[Location annotation dataset extracts]
====

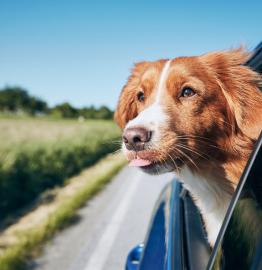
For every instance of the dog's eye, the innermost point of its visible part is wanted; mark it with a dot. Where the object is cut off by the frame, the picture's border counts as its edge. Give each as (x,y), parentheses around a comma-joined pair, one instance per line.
(141,97)
(187,92)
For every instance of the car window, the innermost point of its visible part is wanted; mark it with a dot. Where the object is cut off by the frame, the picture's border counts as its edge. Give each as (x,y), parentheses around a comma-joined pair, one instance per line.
(244,229)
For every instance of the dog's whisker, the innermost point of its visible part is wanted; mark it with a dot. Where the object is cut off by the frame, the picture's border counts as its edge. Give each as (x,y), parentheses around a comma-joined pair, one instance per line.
(194,151)
(188,158)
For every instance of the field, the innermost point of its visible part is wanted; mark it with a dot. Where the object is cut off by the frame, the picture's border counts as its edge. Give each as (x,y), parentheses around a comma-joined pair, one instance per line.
(37,154)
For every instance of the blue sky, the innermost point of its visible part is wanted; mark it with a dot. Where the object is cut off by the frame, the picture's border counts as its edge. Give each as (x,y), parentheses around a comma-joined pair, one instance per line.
(81,51)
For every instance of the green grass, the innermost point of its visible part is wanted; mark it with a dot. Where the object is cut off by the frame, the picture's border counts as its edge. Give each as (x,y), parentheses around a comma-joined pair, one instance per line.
(16,255)
(38,154)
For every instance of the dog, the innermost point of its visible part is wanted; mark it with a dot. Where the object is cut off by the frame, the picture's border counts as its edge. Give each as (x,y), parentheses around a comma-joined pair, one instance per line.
(197,116)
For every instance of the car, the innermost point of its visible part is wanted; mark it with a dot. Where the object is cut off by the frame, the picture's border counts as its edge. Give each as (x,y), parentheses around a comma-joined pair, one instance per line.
(176,238)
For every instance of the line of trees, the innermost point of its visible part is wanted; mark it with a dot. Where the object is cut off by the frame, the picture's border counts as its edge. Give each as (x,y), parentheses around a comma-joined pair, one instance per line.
(17,100)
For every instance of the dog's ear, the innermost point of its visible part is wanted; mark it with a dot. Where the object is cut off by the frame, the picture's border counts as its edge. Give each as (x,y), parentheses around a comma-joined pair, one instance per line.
(240,85)
(127,108)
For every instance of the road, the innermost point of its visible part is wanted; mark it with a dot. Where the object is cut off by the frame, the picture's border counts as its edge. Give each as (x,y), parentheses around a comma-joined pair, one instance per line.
(110,225)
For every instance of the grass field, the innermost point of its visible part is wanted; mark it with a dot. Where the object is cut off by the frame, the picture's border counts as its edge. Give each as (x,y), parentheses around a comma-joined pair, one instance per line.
(37,154)
(22,240)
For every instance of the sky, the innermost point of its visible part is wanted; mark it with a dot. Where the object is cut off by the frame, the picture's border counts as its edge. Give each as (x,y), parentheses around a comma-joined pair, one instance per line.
(81,51)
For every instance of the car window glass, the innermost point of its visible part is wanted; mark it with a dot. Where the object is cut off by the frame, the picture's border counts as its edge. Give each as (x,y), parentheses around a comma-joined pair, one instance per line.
(244,230)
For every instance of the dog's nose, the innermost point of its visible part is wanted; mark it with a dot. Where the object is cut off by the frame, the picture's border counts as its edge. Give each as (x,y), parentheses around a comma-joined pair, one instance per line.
(135,138)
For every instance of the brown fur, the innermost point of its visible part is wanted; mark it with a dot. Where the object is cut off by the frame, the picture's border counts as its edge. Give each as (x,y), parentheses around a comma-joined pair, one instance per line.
(221,123)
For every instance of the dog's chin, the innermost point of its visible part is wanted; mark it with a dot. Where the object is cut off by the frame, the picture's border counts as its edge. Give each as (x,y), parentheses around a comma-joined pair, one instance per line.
(157,168)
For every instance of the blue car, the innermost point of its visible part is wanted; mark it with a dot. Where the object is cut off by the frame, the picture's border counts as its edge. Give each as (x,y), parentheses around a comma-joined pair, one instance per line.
(176,237)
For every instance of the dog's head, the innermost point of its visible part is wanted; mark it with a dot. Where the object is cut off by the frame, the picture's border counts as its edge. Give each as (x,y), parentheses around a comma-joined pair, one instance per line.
(182,111)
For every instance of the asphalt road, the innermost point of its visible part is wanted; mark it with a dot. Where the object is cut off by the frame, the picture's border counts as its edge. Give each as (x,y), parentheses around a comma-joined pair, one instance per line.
(111,224)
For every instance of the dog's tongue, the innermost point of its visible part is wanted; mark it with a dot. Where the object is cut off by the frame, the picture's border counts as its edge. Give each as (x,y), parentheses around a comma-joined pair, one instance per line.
(139,163)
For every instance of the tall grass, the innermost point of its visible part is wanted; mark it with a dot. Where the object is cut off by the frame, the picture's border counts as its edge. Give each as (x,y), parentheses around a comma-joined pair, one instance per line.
(37,154)
(63,212)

====

Reproduce everything from the line containing "For every instance of the asphalt" down to the last line of the entries, keeping both ends.

For every instance of the asphalt road, the innermost point of its visible part is wanted; mark it with a dot. Where the object is cut off by the frame, the picture's border counts as its edge. Give each as (x,y), parentheses around a comma-joined pair, one instance per line.
(111,224)
For every instance of the dog's tongue, the innermost point of its visible part is wanted; mark it with a dot. Where the object is cut off by the frame, the picture's border counts as its edge. Give each as (x,y), parentheses around a comma-joined pair, one instance per line.
(139,163)
For every instance of the tall grass, the innermost point of its visible part is wanted; mark it with a dot. Where the object is cut off by the frame, the picture's border counts as its edge. Give each as (x,y), parentheses around a comma-joined pair, one instance per line.
(37,154)
(63,212)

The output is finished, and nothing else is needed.